_THE DATA_
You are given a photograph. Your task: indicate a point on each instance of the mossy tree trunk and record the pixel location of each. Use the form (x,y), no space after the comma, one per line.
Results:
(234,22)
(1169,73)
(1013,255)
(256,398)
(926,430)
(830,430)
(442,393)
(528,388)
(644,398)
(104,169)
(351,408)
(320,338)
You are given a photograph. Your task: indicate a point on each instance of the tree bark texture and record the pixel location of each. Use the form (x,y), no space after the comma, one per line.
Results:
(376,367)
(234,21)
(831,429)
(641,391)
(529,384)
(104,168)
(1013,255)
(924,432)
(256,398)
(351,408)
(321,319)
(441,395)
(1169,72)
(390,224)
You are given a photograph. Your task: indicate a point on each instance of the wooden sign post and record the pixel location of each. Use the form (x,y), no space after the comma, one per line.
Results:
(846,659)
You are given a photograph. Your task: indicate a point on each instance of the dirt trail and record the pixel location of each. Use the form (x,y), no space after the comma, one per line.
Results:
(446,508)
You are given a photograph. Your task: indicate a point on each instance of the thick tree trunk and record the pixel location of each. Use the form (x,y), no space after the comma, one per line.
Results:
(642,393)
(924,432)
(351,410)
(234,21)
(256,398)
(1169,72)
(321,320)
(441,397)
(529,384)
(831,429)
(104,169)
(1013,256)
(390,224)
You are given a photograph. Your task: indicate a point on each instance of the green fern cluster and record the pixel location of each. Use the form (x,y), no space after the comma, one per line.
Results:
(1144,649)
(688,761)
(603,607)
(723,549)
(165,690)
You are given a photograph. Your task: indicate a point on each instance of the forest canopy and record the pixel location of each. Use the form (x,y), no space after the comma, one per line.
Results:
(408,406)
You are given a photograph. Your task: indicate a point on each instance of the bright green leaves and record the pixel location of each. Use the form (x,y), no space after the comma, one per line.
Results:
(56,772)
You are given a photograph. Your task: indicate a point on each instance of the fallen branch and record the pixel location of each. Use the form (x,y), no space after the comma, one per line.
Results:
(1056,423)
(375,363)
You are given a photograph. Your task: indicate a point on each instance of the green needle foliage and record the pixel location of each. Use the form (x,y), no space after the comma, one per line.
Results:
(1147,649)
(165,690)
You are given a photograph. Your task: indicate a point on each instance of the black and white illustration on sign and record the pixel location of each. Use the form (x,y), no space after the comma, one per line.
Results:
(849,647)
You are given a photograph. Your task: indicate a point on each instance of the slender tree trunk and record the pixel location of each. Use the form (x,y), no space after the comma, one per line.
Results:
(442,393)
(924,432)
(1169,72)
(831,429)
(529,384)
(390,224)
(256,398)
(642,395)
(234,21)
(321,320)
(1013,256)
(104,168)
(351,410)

_WHAT THE TASK REQUIRES_
Reproduce the whole listing above, word for word.

_EXERCISE RESPONSE_
You are given a photograph. Your task: indicate a point on each instance of the mossy tree trunk and record the pixel location of each. Use the form (x,y), no space after the comma, one per line.
Results:
(234,22)
(1169,73)
(1013,255)
(256,398)
(926,430)
(830,430)
(442,393)
(528,388)
(644,398)
(104,169)
(351,408)
(320,338)
You are given a photograph. Your task: indicate a point on each instance of the tree bark texture and record the pixel location of each. Use the form (x,y), no space after the comma, one per line.
Results:
(376,367)
(234,21)
(831,429)
(641,391)
(529,384)
(104,168)
(1013,255)
(924,432)
(256,398)
(351,408)
(321,319)
(441,395)
(1169,72)
(390,224)
You are given a photograph. Your task: indicate a point on each instance of the wooden sign post and record the pixel location of each. Use the form (x,y), no space after the comma, one per line.
Results:
(846,659)
You are given a photograph. Your task: indicate a point on each instance of the dirt trail and record the pixel location of each. Use the form (x,y), no space after the comma, one per line.
Results:
(446,508)
You are given a photograph. Your task: indicate a point on each instance of the thick tree trunk and record the pixel location of each. Use the form (x,y), no space after the comma, one per line.
Results:
(642,393)
(924,432)
(351,410)
(234,21)
(256,398)
(1169,72)
(321,320)
(441,397)
(529,384)
(831,429)
(104,169)
(1013,256)
(390,224)
You are given a photograph. Your task: indicate a point on each instance of the green fern cluster and record the pixel location of each. Use the form (x,y), no space after the comma, one per line.
Results:
(1144,649)
(688,761)
(603,607)
(723,549)
(165,690)
You are given a photograph. Your task: indicate a point on each instance of the forest canopy and record the pixel location of each. Use the form (x,y), no space after the comma, one per line.
Results:
(408,406)
You are given a photograph. Your task: indicate a point on each instance of the bright green leaves and record the pixel location of each. Use the form (x,y), no space after the comma, one per line.
Results:
(56,772)
You are given a photograph. Your task: indicate a point on each instance of the fallen branch and record the pixel location of each. Use the form (x,y), no space after the comma, one per line.
Results:
(1056,423)
(375,363)
You are given a photograph. Your task: indicate a point on each instance of the green needle foliage and record the pixel location of each. Use the form (x,y), no space after the comma, one per line.
Results:
(1147,649)
(165,690)
You are given a photograph. Your task: indicate a point on each instance of the black and white illustration on sign and record the pixel location of each. Use the form (x,y), no space after the comma, one per line.
Results:
(849,647)
You are given a photograph. Your task: indicate a point on each instance of the slender tree trunk and record the pixel location of each. Use the form (x,y), no space after the comma, one per line.
Results:
(442,393)
(924,432)
(1169,72)
(831,429)
(529,384)
(390,224)
(256,398)
(642,395)
(234,21)
(321,320)
(1013,256)
(104,168)
(351,410)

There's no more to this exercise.